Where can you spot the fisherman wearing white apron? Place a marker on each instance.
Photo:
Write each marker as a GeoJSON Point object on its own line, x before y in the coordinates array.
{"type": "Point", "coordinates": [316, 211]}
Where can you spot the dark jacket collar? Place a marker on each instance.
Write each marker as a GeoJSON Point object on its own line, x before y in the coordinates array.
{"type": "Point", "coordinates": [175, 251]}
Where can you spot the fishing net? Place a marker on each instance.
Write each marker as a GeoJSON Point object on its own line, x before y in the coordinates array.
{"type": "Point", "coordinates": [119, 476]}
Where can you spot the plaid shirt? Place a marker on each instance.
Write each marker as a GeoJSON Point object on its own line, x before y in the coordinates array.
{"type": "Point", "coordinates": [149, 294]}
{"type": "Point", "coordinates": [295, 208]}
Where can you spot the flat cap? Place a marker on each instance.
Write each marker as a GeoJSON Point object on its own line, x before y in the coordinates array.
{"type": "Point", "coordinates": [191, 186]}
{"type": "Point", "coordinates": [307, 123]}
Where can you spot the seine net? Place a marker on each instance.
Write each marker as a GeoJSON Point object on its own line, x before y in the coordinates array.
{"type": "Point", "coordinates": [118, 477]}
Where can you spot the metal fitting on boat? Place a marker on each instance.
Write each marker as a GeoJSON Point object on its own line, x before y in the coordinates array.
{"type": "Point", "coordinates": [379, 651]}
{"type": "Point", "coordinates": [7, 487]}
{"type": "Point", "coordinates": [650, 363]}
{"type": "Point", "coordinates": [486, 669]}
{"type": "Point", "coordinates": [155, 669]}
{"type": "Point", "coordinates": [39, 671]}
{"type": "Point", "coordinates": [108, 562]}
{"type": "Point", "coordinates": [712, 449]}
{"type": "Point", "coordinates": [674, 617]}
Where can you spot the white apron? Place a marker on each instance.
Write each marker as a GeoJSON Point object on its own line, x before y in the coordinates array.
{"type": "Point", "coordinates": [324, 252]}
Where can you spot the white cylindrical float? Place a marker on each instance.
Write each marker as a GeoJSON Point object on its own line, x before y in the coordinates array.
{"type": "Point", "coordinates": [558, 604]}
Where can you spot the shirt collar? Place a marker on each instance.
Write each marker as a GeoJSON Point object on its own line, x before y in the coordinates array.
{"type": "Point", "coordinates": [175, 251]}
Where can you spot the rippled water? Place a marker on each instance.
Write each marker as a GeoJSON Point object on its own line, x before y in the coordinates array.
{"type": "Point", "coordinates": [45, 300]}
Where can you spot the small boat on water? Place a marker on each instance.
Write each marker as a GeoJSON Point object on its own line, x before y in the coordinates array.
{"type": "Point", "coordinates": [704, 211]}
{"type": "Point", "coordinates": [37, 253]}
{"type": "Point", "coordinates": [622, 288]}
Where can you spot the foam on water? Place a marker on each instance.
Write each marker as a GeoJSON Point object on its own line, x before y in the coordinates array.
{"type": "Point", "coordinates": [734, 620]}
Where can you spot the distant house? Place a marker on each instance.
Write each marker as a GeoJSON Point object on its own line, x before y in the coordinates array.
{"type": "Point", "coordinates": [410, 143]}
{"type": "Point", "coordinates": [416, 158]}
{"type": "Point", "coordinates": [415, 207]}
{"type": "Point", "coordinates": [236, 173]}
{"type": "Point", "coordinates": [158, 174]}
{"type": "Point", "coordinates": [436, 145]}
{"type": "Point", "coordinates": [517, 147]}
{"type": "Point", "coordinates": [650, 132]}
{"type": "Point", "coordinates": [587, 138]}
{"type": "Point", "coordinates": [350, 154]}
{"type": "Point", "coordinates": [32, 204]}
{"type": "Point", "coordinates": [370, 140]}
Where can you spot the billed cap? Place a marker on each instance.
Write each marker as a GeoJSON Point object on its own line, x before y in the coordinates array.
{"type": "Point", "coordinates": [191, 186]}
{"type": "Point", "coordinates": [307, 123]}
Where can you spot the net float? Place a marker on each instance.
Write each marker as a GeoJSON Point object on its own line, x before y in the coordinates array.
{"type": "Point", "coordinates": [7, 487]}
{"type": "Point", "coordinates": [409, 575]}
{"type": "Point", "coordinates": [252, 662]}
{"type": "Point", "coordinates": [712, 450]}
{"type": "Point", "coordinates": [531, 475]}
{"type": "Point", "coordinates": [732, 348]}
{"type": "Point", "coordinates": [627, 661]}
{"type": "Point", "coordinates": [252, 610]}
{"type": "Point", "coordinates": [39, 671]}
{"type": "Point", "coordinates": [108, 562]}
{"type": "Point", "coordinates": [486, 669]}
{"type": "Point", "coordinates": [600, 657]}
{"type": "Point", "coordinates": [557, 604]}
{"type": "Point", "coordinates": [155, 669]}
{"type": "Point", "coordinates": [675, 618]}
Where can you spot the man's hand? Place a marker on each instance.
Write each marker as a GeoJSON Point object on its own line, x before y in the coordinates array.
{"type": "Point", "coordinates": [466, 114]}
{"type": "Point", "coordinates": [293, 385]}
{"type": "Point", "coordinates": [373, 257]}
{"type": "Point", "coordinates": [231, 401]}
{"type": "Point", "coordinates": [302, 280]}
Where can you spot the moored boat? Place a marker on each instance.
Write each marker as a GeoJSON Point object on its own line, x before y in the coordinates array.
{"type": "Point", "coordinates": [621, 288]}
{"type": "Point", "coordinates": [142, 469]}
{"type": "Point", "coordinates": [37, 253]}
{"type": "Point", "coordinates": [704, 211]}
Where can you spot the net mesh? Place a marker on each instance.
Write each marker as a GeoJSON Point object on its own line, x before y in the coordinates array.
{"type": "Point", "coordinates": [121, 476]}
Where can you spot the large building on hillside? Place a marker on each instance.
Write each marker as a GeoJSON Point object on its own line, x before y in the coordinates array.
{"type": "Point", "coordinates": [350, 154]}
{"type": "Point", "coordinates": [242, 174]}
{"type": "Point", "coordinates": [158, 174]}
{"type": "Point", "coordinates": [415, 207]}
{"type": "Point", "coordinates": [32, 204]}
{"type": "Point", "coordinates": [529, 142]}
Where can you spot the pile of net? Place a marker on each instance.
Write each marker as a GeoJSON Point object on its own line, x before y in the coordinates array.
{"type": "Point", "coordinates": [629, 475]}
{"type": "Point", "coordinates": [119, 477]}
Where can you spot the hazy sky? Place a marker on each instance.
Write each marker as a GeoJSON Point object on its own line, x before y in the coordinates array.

______________________________

Transcribe the data above in full, exactly.

▶ _WRITTEN REPLY_:
Where can you spot the fisherman wearing white apron? Place a marker on each instance.
Photo:
Write each marker as a GeoJSON Point object on its own line, x before y in the coordinates array.
{"type": "Point", "coordinates": [316, 211]}
Where can you spot the dark jacket collar? Place a marker on each instance.
Write each marker as a GeoJSON Point object on its own line, x before y in the coordinates array.
{"type": "Point", "coordinates": [175, 251]}
Where can you spot the fishing net? Place a marker on each instance.
Write each marker as a GeoJSON Point object on its own line, x before y in the coordinates array.
{"type": "Point", "coordinates": [119, 476]}
Where can you spot the plaid shirt? Place a marker on each instance.
Write each marker as a GeoJSON Point object on its own line, x before y in the coordinates array.
{"type": "Point", "coordinates": [149, 294]}
{"type": "Point", "coordinates": [295, 208]}
Where can you spot the flat cap? Place a marker on each instance.
Write each marker as a GeoJSON Point object on its own line, x before y in the coordinates array.
{"type": "Point", "coordinates": [191, 186]}
{"type": "Point", "coordinates": [307, 123]}
Where can you spot the seine net? Place a marker on each instance.
Write each marker as a GeoJSON Point object on its own line, x before y in the coordinates array.
{"type": "Point", "coordinates": [118, 477]}
Where can you spot the metal fitting on boat? Place a marker on each instance.
Write each marker as a GeoJSON Point object on its own line, x before y in the coordinates array.
{"type": "Point", "coordinates": [379, 651]}
{"type": "Point", "coordinates": [7, 487]}
{"type": "Point", "coordinates": [650, 363]}
{"type": "Point", "coordinates": [486, 669]}
{"type": "Point", "coordinates": [155, 669]}
{"type": "Point", "coordinates": [39, 671]}
{"type": "Point", "coordinates": [108, 562]}
{"type": "Point", "coordinates": [712, 449]}
{"type": "Point", "coordinates": [674, 617]}
Where can you spot the white apron? Place a marker on each instance.
Write each marker as a GeoJSON Point object on its own line, x before y in the coordinates array.
{"type": "Point", "coordinates": [324, 252]}
Where can you spot the white cylindrical float? Place a marker on each instance.
Write each marker as a GeoJSON Point object on its own line, x before y in the coordinates array.
{"type": "Point", "coordinates": [558, 604]}
Where can you spot the shirt collar? Place a marker on each instance.
Write each marker as a GeoJSON Point object on its own line, x before y in the coordinates array.
{"type": "Point", "coordinates": [175, 251]}
Where can you spot the rippled water? Place a marker on each instance.
Write each marker as a GeoJSON Point object on its own line, x before y in the coordinates array.
{"type": "Point", "coordinates": [45, 300]}
Where can you spot the small boat on water? Place a marker on each instance.
Write each marker as a GeoJSON Point object on its own line, x before y in the coordinates array.
{"type": "Point", "coordinates": [704, 211]}
{"type": "Point", "coordinates": [37, 253]}
{"type": "Point", "coordinates": [622, 288]}
Where can you spot the foam on water? Place a marker on each instance.
Write each marker as a GeoJSON Point object on its own line, x before y in the coordinates array.
{"type": "Point", "coordinates": [734, 620]}
Where can you spot the distant house? Place a marker on each instance.
Write each marker as a GeoJSON Point object on its own line, x before y in the coordinates array.
{"type": "Point", "coordinates": [410, 143]}
{"type": "Point", "coordinates": [416, 158]}
{"type": "Point", "coordinates": [415, 207]}
{"type": "Point", "coordinates": [236, 173]}
{"type": "Point", "coordinates": [158, 174]}
{"type": "Point", "coordinates": [436, 145]}
{"type": "Point", "coordinates": [517, 147]}
{"type": "Point", "coordinates": [650, 132]}
{"type": "Point", "coordinates": [587, 138]}
{"type": "Point", "coordinates": [350, 154]}
{"type": "Point", "coordinates": [32, 204]}
{"type": "Point", "coordinates": [370, 140]}
Where can you spot the billed cap? Place a marker on each instance.
Write each marker as a GeoJSON Point object on its own line, x before y in the coordinates array.
{"type": "Point", "coordinates": [191, 186]}
{"type": "Point", "coordinates": [307, 123]}
Where can you spot the net float? Place a marker on each instance.
Write each marker as a GeoJSON Point object on its own line, x before y in the coordinates array.
{"type": "Point", "coordinates": [7, 487]}
{"type": "Point", "coordinates": [409, 575]}
{"type": "Point", "coordinates": [252, 662]}
{"type": "Point", "coordinates": [712, 450]}
{"type": "Point", "coordinates": [531, 475]}
{"type": "Point", "coordinates": [732, 348]}
{"type": "Point", "coordinates": [627, 661]}
{"type": "Point", "coordinates": [252, 610]}
{"type": "Point", "coordinates": [39, 671]}
{"type": "Point", "coordinates": [108, 562]}
{"type": "Point", "coordinates": [486, 669]}
{"type": "Point", "coordinates": [600, 657]}
{"type": "Point", "coordinates": [557, 604]}
{"type": "Point", "coordinates": [155, 669]}
{"type": "Point", "coordinates": [675, 618]}
Where can you spot the man's hand? Place a marker on each instance.
Write each marker as a GeoJSON Point object on its own line, x before y in the coordinates array.
{"type": "Point", "coordinates": [466, 114]}
{"type": "Point", "coordinates": [293, 385]}
{"type": "Point", "coordinates": [373, 257]}
{"type": "Point", "coordinates": [231, 401]}
{"type": "Point", "coordinates": [302, 280]}
Where can you spot the moored boat? Place a marker on each instance.
Write each marker as a GeoJSON Point object on its own line, x before y in the coordinates array.
{"type": "Point", "coordinates": [621, 288]}
{"type": "Point", "coordinates": [142, 469]}
{"type": "Point", "coordinates": [37, 253]}
{"type": "Point", "coordinates": [704, 211]}
Where can you spot the net mesh? Place a marker on each instance.
Write each marker as a GeoJSON Point object on its own line, x before y in the coordinates array.
{"type": "Point", "coordinates": [121, 476]}
Where can you spot the large building on hillside? Place a marker on each instance.
Write each marker as a GeoJSON Point object on its own line, x before y in the coordinates array.
{"type": "Point", "coordinates": [350, 154]}
{"type": "Point", "coordinates": [242, 174]}
{"type": "Point", "coordinates": [158, 174]}
{"type": "Point", "coordinates": [415, 207]}
{"type": "Point", "coordinates": [32, 204]}
{"type": "Point", "coordinates": [529, 142]}
Where can you spot the pile of net? Place a marker on each instance.
Write each marker as a GeoJSON Point object on its own line, x before y in the coordinates array.
{"type": "Point", "coordinates": [629, 475]}
{"type": "Point", "coordinates": [119, 477]}
Where can you spot the hazy sky? Place a marker on each instance.
Write each marker as a GeoJSON Point object on its own line, x before y in the coordinates array.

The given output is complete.